··· Records shown ···
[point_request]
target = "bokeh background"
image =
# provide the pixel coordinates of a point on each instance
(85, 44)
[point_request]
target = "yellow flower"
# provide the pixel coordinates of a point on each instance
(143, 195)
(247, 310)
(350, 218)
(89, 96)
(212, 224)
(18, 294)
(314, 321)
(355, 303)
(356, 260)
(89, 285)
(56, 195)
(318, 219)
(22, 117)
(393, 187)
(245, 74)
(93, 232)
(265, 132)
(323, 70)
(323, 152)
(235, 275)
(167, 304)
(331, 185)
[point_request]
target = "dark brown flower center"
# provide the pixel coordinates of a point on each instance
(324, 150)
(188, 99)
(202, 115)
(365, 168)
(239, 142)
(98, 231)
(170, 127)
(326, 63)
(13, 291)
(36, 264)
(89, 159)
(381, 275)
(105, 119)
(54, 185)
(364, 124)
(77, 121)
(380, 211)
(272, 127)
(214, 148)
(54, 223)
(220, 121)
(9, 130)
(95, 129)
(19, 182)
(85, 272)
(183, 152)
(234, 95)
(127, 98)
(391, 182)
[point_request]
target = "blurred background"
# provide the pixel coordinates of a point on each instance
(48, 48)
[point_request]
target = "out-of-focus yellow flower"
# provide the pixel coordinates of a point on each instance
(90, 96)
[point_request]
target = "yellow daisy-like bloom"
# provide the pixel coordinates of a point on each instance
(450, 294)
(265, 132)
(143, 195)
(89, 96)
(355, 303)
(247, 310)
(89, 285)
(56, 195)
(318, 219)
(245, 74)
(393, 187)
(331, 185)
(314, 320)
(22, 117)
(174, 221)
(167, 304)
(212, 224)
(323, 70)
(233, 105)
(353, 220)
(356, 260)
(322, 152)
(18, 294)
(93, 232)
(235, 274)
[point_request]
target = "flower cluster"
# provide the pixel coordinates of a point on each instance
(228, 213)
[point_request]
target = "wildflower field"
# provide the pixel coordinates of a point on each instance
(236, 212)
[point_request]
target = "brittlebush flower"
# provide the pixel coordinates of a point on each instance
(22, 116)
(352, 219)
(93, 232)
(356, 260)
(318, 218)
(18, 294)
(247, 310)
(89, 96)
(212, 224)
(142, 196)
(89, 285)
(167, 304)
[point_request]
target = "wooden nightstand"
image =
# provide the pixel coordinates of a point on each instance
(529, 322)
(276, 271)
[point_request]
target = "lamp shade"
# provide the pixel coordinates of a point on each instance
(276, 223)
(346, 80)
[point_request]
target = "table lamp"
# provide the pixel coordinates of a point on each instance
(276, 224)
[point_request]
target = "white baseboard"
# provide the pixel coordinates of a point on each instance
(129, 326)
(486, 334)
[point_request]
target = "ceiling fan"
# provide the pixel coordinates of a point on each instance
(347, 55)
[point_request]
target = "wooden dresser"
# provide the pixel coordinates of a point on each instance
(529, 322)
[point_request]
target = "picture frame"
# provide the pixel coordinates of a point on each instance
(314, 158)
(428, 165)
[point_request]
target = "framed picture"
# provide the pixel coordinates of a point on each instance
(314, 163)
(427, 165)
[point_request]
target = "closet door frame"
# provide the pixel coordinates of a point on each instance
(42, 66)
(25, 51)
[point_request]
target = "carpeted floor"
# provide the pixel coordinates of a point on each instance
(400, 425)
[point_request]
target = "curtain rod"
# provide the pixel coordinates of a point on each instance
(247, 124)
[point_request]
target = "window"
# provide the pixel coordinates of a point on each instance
···
Written problem: Return all of the above records exactly, leaving no line out.

Response for this exercise:
[point_request]
target = "bokeh background"
image =
# provide the pixel coordinates of a point on each instance
(85, 44)
[point_request]
target = "yellow flower"
# provide the pixel coordinates of a point on each instance
(143, 195)
(247, 310)
(350, 218)
(89, 96)
(212, 224)
(18, 294)
(314, 321)
(355, 303)
(356, 260)
(89, 285)
(56, 195)
(318, 219)
(22, 117)
(393, 187)
(245, 74)
(93, 232)
(265, 132)
(323, 70)
(323, 152)
(235, 275)
(167, 304)
(331, 185)
[point_request]
target = "dark brown flower center"
# provide the pixel coordinates of a point on each instance
(324, 150)
(188, 99)
(202, 115)
(365, 168)
(239, 142)
(98, 231)
(170, 127)
(326, 63)
(13, 291)
(36, 264)
(89, 159)
(381, 275)
(105, 119)
(54, 185)
(364, 124)
(77, 121)
(380, 211)
(272, 127)
(214, 148)
(54, 223)
(220, 121)
(9, 130)
(95, 129)
(19, 182)
(85, 272)
(183, 152)
(234, 95)
(127, 98)
(391, 182)
[point_request]
target = "blurred background"
# provide the pixel coordinates of a point on each instance
(48, 48)
[point_request]
target = "out-of-focus yellow flower"
# provide the pixel coordinates of a point on each instance
(90, 96)
[point_request]
target = "yellow daisy-like bloom"
# provide the pixel coordinates of a point on each instance
(450, 294)
(265, 132)
(143, 195)
(89, 96)
(355, 303)
(247, 310)
(89, 285)
(56, 195)
(318, 219)
(245, 74)
(393, 187)
(331, 185)
(314, 320)
(22, 117)
(174, 221)
(167, 304)
(212, 224)
(323, 70)
(233, 105)
(353, 220)
(356, 260)
(322, 152)
(18, 294)
(93, 232)
(235, 274)
[point_request]
target = "flower cluster"
# provide the pixel coordinates of a point on each instance
(228, 213)
[point_request]
target = "wildflower field"
# provide the pixel coordinates of a point on each instance
(236, 212)
[point_request]
target = "brittlebush flower"
# provide the pixel coordinates of a point on each instance
(22, 116)
(352, 219)
(93, 232)
(356, 260)
(318, 218)
(18, 294)
(247, 310)
(89, 96)
(212, 224)
(142, 196)
(89, 285)
(167, 304)
[point_request]
target = "wooden nightstand"
image =
# provide the pixel coordinates of a point on each instance
(529, 322)
(276, 271)
[point_request]
target = "lamp shade"
# provide the pixel coordinates of a point on each instance
(276, 223)
(346, 80)
[point_request]
target = "table lamp"
# provide the pixel coordinates of a point on each instance
(276, 224)
[point_request]
target = "white baseboard"
# provide the pixel coordinates of a point on each instance
(129, 326)
(486, 334)
[point_request]
target = "ceiling fan"
# provide the pixel coordinates of a point on each instance
(347, 55)
[point_request]
target = "wooden dresser"
# provide the pixel coordinates of a point on each instance
(529, 322)
[point_request]
target = "picture frame"
# provide the pixel coordinates of a point on each instance
(314, 158)
(428, 165)
[point_request]
target = "framed picture"
# provide the pixel coordinates of a point on each instance
(314, 163)
(427, 165)
[point_request]
target = "closet door frame"
# provide the pixel coordinates of a point on each instance
(42, 66)
(25, 51)
[point_request]
target = "carpeted floor"
# provide the pixel coordinates of a point on each instance
(400, 425)
[point_request]
target = "curtain rod"
# provide the pixel coordinates of a point on each instance
(247, 124)
[point_request]
target = "window"
# provide the pixel coordinates of a point on each instance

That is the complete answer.